> Exercise instructions:
- A) Answer these questions about the file-storage design text, one line each:
(i) Which three services does the problem statement name as examples of what to design?
(ii) What hash function is applied to each block?
(iii) What kind of cache sits in front of the metadata DB?
- B) Reproduce word for word the passage of the file-storage design text from "Google Drive (Cloud" up to and including "Dropbox, or OneDrive.".

*** Selected extract ***

Google Drive (Cloud File Storage) System Design Interview Question
Problem: Design a cloud file storage and sync service like Google Drive, Dropbox, or OneDrive.
Overview
Google Drive, Dropbox, and OneDrive look like file storage but are really sync engines on top of content-addressed blobs. The hard parts are not the upload itself; they are the delta computation that avoids shipping an entire 1 GB file when a user tweaks one paragraph, the multi-device fan-out that makes an edit appear on a phone within a second, and the version history that must be cheap even when a user rewrites the same doc a hundred times. The interview-grade answer splits files into fixed 4 MB blocks, hashes each block with SHA-256, deduplicates across users, and pushes only the block hashes the server has not already seen. A notification service keeps every signed-in device in a long-lived connection and broadcasts a 'refresh this file' ping the instant metadata commits. Below we walk the upload pipeline, the metadata model, and the sync-delta contract that ties everything together.
Summary
A sync-centric file-storage service built around content-addressed block storage. Per the book's final design, the upload path fans into three asynchronous flows: (1) the block server splits the file into 4 MB blocks, compresses + encrypts them, and uploads only the blocks whose SHA-256 hash isn't already present (delta sync + dedup); (2) the metadata service writes the new file row / chunk manifest to the metadata DB (with a Redis metadata cache in front of it); (3) the notification service pushes the change to every other device the user is signed into so sync happens in seconds. Storage is optimized by (a) block-level deduplication across users, (b) a cold-storage / offline-backup tier for old versions and rarely-accessed blocks, and (c) version-history limits (keep N recent versions, or time-based retention) so a single user's 100 rewrites of the same doc don't blow up storage forever.

*** Stored records ***

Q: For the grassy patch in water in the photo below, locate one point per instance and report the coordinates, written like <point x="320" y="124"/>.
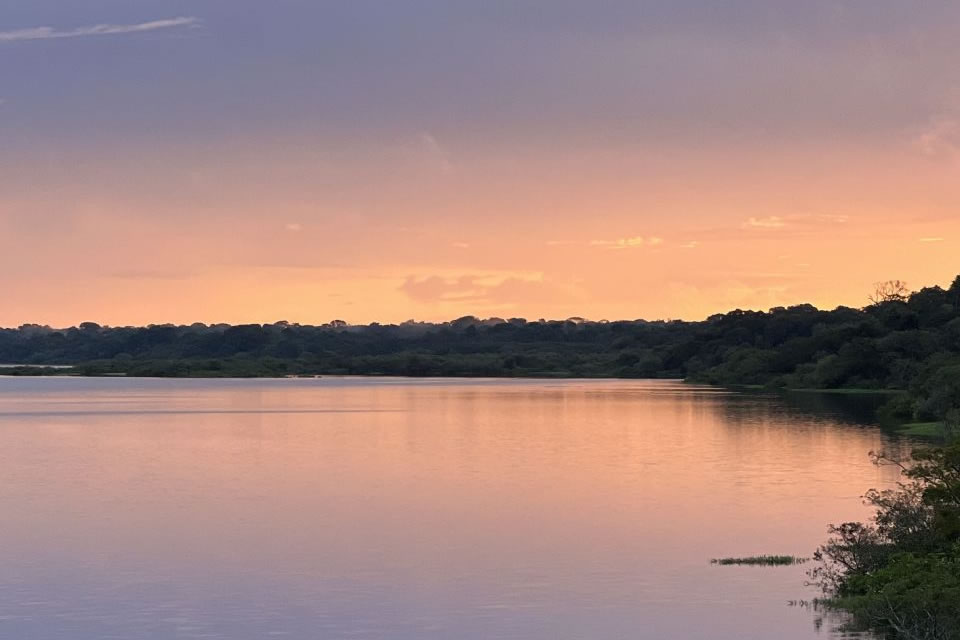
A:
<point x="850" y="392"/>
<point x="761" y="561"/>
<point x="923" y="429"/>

***
*** Stored records ***

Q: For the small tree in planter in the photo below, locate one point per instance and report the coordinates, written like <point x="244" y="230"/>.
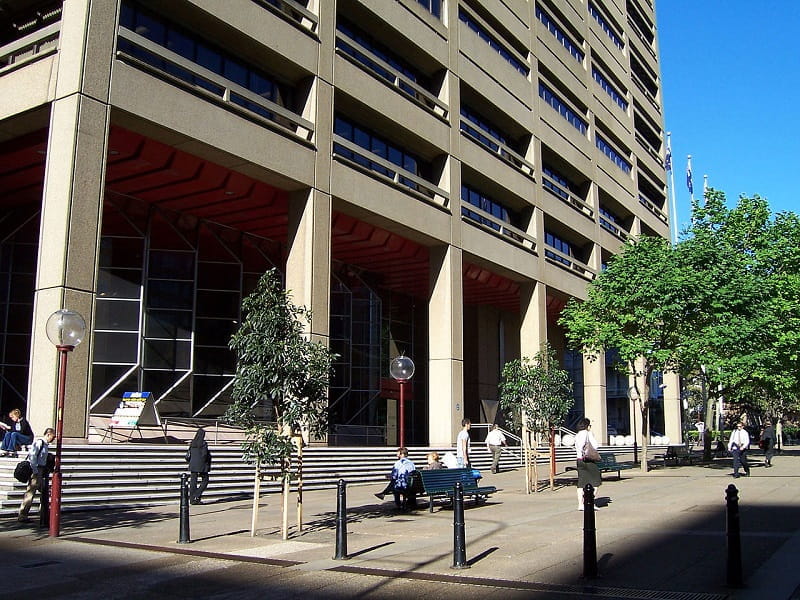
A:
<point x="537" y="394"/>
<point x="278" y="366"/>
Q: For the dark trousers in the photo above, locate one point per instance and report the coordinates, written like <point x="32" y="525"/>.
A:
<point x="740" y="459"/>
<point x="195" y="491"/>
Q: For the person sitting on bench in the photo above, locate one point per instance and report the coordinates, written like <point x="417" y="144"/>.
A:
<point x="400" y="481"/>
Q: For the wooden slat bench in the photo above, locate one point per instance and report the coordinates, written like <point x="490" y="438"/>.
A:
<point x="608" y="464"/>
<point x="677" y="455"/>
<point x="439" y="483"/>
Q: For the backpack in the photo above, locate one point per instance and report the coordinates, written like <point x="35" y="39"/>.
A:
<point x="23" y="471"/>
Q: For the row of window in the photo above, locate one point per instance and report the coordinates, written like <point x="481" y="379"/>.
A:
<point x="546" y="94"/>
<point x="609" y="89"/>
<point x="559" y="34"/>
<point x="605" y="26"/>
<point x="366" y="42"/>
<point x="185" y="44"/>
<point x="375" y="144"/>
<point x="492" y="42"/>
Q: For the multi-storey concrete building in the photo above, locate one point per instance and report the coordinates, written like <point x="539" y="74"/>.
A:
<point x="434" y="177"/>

***

> Outputs:
- A)
(i) Google Drive, Dropbox, and OneDrive
(ii) SHA-256
(iii) A Redis metadata cache

- B)
Google Drive (Cloud File Storage) System Design Interview Question
Problem: Design a cloud file storage and sync service like Google Drive, Dropbox, or OneDrive.